## SET OF TASKS
• A. From the article on the MarWin offshore wind project, return the passage starting at "The United States." and ending at "offshore wind project.".
• B. According to the article on the MarWin offshore wind project, why did the Justice Department say in its filing that more time was necessary?
• C. Write the next part of the article on the MarWin offshore wind project, picking up after its final sentence.

## READING TEXT
Trump Administration to ‘Reconsider’ Approval for MarWin

And more of the week’s most important conflicts around renewable energy.

The United States.
Heatmap Illustration/Getty Images

1. Sussex County, Delaware – The Trump administration has confirmed it will revisit permitting decisions for the MarWin offshore wind project off the coast of Maryland, potentially putting the proposal in jeopardy unless blue states and the courts intervene.

  • Justice Department officials admitted the plans in a paragraph tucked inside a filing submitted to a federal court in Delaware this week in litigation brought by a beach house owner opposed to the offshore wind project.
  • DOJ stated in the filing that more time was “necessary as Interior intends to reconsider its [construction and operations plan] approval” for MarWin, and that it plans to “move” for “voluntary remand of that agency action” in a separate case filed by Ocean City, Maryland against the project.

## INFORMATION
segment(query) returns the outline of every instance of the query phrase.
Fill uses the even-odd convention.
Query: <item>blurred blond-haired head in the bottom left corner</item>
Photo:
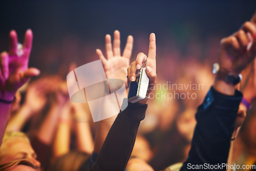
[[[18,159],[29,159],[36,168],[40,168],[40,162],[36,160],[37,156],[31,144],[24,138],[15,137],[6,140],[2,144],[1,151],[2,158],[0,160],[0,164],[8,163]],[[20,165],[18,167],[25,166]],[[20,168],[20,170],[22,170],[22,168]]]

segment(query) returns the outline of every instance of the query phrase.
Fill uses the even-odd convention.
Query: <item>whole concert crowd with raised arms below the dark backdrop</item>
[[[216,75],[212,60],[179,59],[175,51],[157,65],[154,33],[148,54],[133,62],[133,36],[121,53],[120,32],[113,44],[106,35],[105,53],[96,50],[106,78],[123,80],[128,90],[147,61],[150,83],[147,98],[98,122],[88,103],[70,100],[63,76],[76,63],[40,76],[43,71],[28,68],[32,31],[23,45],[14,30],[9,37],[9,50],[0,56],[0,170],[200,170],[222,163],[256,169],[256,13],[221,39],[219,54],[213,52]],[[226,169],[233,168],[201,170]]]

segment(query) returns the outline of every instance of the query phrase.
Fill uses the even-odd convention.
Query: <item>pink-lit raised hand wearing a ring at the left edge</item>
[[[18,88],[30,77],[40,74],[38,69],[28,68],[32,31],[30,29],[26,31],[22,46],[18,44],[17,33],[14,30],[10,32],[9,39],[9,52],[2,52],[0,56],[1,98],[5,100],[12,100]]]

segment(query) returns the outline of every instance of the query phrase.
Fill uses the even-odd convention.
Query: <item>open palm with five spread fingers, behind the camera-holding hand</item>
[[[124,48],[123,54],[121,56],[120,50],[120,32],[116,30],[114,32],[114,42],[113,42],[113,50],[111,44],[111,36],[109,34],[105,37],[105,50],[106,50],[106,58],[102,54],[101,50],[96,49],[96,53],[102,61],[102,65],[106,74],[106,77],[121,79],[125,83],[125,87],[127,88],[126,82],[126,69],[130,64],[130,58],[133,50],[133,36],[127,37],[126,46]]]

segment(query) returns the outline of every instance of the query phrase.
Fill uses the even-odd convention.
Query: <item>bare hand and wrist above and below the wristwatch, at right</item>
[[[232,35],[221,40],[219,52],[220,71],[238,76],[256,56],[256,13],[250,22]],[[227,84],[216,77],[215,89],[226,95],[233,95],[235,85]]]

---

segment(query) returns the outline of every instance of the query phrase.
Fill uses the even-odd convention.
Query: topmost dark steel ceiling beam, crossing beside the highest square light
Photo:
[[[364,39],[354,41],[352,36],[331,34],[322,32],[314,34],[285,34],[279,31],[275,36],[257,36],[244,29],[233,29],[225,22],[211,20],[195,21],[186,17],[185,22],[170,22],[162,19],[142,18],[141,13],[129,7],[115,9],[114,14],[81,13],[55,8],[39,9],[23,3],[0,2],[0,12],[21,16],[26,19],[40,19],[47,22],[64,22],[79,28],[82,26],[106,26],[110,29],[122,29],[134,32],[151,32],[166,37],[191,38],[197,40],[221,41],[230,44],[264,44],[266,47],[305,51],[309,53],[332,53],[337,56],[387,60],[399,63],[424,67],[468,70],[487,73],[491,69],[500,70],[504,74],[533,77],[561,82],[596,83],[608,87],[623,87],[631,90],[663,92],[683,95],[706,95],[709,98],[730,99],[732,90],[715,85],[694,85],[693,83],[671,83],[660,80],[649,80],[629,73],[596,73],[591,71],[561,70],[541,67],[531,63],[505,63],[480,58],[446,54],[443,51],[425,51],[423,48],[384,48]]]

## ANSWERS BY ITEM
• A.
The United States.
Heatmap Illustration/Getty Images

1. Sussex County, Delaware – The Trump administration has confirmed it will revisit permitting decisions for the MarWin offshore wind project off the coast of Maryland, potentially putting the proposal in jeopardy unless blue states and the courts intervene.

  • Justice Department officials admitted the plans in a paragraph tucked inside a filing submitted to a federal court in Delaware this week in litigation brought by a beach house owner opposed to the offshore wind project.

• B. The Justice Department said more time was necessary because the Interior Department intends to reconsider its approval of the construction and operations plan for MarWin.

• C.
  • “The outcome of Interior’s reconsideration has the potential to affect the Plaintiff’s claims in this case,” the filing stated. “Continuing to litigate this case before any decision is made in the [Ocean City case] would potentially waste considerable time and resources for both the parties and the Court.” As of today, no new filings have been made in the Ocean City case.

2. Northwest Iowa – Locals fighting a wind project spanning multiple counties in northern Iowa are opposing legislation that purports to make renewable development easier in the state.